## Begin

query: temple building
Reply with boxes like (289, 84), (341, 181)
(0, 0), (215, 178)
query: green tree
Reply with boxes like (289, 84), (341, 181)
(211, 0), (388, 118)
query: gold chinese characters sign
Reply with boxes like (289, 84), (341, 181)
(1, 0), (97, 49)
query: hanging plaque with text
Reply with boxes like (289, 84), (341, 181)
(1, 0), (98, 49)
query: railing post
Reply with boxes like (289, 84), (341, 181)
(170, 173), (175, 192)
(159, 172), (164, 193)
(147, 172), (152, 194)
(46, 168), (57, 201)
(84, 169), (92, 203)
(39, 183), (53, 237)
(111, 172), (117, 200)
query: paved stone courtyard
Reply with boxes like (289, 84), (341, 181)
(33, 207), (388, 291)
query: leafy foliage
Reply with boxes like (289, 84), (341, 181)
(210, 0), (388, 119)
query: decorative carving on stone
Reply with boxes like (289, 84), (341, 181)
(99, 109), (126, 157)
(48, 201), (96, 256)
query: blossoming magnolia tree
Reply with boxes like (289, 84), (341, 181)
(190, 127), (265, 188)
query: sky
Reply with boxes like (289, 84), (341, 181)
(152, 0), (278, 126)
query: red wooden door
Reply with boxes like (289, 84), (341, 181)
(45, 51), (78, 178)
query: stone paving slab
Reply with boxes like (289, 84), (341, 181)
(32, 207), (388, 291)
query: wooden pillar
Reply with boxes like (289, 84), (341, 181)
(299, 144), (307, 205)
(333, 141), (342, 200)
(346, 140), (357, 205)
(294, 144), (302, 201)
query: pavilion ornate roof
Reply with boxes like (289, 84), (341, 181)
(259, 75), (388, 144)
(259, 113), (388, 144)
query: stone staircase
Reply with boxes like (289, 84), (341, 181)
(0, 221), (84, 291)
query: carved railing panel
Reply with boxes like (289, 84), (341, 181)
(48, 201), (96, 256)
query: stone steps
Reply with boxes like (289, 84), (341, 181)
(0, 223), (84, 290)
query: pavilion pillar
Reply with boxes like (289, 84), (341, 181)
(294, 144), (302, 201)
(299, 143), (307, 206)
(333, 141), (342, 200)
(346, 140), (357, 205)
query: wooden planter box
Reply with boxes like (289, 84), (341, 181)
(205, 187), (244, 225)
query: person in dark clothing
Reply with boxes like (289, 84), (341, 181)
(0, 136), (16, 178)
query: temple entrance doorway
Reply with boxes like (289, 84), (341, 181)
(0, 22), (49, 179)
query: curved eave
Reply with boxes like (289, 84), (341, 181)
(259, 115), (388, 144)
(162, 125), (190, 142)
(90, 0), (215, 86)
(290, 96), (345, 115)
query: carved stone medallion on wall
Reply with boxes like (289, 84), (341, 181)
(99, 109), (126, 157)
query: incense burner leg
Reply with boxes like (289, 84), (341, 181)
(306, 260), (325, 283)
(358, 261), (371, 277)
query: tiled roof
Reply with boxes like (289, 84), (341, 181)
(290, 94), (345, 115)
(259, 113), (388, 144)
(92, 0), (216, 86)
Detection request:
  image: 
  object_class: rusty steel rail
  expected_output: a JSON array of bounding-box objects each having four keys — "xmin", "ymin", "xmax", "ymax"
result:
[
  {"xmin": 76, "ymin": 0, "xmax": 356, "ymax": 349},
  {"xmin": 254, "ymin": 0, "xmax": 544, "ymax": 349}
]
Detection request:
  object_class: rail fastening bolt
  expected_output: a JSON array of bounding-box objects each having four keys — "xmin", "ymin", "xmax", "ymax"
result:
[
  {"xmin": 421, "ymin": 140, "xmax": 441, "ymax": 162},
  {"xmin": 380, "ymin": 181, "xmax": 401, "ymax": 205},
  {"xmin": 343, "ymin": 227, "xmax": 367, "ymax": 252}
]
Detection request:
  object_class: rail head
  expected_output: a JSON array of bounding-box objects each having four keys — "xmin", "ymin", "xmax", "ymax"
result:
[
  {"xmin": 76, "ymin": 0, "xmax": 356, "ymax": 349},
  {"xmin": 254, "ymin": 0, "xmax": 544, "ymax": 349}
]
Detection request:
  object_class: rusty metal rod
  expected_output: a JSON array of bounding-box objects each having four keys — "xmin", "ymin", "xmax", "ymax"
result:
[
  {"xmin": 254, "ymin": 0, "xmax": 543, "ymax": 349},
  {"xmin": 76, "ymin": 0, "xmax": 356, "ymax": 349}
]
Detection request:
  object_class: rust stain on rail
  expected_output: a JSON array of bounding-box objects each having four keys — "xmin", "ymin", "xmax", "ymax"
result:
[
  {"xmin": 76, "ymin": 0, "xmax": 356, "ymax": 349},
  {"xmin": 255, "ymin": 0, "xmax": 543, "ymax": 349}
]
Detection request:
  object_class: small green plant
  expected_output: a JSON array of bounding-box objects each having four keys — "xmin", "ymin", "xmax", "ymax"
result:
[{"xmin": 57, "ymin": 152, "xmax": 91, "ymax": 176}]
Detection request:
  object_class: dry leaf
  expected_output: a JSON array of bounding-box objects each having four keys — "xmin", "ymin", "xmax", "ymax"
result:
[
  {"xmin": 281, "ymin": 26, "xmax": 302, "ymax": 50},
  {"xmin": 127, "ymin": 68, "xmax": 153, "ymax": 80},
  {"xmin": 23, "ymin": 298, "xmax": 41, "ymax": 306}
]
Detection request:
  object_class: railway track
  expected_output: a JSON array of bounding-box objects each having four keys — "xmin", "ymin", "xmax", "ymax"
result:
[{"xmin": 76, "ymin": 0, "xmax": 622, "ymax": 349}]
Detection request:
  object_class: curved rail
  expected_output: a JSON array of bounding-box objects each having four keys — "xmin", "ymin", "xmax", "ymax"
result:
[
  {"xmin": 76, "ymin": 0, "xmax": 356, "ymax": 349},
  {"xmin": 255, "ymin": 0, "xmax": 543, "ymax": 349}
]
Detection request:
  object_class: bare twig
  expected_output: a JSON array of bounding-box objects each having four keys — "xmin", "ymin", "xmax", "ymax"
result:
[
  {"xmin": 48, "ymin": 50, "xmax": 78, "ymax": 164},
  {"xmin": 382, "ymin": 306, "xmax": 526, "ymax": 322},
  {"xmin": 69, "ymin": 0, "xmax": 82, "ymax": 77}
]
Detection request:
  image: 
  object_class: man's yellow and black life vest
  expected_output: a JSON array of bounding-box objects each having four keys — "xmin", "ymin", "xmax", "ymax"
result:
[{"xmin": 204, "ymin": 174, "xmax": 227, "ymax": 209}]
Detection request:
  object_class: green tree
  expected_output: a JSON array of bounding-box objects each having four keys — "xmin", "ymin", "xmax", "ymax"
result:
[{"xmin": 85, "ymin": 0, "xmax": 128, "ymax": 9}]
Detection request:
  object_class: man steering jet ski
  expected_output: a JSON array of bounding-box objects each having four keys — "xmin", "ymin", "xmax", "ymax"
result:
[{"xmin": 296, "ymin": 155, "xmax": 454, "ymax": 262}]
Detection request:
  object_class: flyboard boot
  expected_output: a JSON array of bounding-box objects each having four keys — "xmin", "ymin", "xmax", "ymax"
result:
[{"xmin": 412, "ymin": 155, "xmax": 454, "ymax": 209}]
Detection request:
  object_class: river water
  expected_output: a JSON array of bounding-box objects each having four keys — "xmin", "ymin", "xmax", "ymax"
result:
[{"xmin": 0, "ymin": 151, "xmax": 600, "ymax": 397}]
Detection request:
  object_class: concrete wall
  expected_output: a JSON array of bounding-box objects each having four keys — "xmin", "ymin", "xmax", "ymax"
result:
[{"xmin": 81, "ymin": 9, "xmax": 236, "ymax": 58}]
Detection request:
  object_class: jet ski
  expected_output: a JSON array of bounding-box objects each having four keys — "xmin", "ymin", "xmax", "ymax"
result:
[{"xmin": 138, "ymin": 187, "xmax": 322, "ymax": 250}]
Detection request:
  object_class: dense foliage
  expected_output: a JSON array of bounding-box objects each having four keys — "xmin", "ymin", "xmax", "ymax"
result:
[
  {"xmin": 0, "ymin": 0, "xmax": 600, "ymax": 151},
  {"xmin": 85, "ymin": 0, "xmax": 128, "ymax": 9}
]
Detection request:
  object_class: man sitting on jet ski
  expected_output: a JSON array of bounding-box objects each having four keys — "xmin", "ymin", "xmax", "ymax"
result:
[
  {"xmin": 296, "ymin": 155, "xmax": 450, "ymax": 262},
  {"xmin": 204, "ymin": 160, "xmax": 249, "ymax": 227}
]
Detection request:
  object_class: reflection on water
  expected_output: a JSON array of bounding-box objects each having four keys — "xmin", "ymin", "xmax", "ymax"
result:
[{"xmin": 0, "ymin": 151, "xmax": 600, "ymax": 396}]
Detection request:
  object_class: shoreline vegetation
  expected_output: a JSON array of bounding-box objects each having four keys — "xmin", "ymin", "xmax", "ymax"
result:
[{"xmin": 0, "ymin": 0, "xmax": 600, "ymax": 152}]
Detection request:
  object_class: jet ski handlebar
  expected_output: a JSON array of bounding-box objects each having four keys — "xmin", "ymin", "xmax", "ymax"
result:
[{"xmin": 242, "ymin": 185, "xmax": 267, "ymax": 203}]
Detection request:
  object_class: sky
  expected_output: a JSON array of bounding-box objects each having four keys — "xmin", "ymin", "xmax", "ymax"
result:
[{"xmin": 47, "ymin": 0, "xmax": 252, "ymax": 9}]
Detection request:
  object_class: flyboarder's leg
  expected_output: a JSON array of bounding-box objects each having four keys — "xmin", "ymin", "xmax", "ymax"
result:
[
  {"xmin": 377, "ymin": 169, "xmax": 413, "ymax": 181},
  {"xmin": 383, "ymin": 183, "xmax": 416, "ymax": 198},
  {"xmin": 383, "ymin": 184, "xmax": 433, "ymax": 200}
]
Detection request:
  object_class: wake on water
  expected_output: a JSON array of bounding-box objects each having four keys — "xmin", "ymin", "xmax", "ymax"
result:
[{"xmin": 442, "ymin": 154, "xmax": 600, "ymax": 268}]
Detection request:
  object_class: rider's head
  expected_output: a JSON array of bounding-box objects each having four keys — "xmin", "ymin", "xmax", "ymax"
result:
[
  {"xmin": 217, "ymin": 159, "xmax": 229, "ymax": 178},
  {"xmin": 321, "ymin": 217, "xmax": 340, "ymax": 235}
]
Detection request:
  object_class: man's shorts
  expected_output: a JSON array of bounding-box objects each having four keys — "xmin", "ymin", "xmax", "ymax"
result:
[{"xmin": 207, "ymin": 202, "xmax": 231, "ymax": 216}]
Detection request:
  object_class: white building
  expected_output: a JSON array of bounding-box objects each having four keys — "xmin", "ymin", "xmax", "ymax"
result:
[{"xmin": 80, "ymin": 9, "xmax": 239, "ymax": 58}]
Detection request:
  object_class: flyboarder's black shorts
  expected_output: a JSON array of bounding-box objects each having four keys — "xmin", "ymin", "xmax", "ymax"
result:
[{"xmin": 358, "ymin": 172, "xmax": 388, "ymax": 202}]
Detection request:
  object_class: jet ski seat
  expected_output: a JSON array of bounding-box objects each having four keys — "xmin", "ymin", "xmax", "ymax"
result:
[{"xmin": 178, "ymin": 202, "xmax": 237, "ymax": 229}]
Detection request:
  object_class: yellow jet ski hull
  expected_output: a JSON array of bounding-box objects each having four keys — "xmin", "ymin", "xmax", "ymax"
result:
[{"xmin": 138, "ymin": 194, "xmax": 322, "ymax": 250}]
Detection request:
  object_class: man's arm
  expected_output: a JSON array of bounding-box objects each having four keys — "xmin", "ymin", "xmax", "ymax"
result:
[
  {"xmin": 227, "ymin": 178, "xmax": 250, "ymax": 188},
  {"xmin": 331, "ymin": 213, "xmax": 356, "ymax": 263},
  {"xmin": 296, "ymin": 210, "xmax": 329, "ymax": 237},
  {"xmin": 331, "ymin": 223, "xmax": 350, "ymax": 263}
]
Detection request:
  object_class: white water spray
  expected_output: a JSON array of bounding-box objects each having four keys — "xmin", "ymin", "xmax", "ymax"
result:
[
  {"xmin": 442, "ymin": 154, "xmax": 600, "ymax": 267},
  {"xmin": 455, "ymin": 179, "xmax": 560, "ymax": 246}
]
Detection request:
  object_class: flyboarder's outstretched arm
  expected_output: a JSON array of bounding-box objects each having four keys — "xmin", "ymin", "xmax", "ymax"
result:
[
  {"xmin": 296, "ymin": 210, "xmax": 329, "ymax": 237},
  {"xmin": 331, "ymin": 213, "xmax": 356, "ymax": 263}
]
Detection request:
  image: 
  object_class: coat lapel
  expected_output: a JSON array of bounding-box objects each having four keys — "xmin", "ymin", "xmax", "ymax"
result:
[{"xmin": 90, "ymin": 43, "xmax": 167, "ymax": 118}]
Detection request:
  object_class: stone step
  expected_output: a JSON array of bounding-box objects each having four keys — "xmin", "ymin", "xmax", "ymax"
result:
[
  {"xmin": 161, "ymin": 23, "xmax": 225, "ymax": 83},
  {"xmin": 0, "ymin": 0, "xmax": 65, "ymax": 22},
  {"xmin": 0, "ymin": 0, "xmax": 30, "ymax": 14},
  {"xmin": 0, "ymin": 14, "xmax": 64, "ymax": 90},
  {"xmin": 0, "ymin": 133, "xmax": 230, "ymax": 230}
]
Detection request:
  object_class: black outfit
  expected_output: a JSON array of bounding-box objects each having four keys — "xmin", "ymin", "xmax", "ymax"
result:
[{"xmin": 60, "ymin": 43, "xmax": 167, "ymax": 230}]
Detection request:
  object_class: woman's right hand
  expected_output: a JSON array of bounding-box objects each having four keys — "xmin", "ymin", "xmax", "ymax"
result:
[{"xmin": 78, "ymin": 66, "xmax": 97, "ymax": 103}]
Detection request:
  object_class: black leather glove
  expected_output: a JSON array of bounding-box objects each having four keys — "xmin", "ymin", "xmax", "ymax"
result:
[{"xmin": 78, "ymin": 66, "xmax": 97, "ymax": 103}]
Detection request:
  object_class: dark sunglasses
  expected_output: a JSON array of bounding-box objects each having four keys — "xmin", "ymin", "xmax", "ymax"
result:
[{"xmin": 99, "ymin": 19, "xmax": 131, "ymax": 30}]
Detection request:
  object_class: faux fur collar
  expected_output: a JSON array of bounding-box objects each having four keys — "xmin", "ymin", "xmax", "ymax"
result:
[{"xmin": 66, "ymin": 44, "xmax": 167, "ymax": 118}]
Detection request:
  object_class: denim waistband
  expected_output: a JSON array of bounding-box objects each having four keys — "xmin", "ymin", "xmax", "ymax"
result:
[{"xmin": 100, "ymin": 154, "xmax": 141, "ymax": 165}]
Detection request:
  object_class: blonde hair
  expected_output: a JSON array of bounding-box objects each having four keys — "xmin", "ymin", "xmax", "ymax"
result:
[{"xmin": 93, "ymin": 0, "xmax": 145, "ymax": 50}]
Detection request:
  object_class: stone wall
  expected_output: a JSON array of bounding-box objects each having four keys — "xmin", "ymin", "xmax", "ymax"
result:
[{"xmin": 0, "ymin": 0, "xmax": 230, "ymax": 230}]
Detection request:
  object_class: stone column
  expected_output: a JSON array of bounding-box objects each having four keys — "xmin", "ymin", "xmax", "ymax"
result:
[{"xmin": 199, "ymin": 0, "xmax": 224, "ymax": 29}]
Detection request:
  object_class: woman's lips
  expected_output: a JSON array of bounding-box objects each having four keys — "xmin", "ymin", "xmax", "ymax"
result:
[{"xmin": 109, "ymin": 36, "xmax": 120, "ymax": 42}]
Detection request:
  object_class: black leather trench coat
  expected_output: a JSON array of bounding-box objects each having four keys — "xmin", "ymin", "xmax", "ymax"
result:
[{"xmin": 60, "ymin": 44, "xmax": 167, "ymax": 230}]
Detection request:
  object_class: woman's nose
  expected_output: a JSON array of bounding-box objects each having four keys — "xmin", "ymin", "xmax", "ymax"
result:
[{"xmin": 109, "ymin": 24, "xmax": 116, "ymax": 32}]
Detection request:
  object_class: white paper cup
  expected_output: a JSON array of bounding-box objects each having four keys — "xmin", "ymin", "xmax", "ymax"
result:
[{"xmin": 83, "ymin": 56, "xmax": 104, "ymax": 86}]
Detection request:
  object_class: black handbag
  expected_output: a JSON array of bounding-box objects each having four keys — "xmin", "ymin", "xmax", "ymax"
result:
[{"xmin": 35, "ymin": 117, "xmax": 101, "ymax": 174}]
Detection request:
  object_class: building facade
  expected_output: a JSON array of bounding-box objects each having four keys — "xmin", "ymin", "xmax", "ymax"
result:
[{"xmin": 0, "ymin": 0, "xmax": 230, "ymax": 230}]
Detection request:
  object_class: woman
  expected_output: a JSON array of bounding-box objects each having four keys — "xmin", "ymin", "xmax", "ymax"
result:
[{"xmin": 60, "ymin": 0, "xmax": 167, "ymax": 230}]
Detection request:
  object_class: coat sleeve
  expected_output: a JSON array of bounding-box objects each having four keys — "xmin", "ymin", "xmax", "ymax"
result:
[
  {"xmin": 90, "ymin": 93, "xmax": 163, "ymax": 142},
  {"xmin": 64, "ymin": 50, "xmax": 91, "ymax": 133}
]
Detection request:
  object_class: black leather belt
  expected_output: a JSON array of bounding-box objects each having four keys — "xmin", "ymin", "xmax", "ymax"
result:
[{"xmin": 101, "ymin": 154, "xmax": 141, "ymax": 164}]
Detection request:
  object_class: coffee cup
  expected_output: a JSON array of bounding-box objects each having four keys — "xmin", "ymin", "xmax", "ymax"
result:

## End

» Problem to solve
Copy out everything from the top of the rows above down to the line containing "(1, 0), (98, 49)", with both ends included and the requests kept as they are. In the answers, shift every box coordinate by -74.

» Written response
query: temple building
Reply with boxes like (289, 84), (341, 181)
(-74, -74), (141, 104)
query: green tree
Reply with boxes like (289, 84), (341, 181)
(137, -74), (314, 44)
query: gold chinese characters sign
Reply with boxes like (289, 84), (341, 181)
(-73, -74), (23, -25)
query: hanging plaque with text
Reply with boxes like (289, 84), (341, 181)
(-73, -74), (24, -25)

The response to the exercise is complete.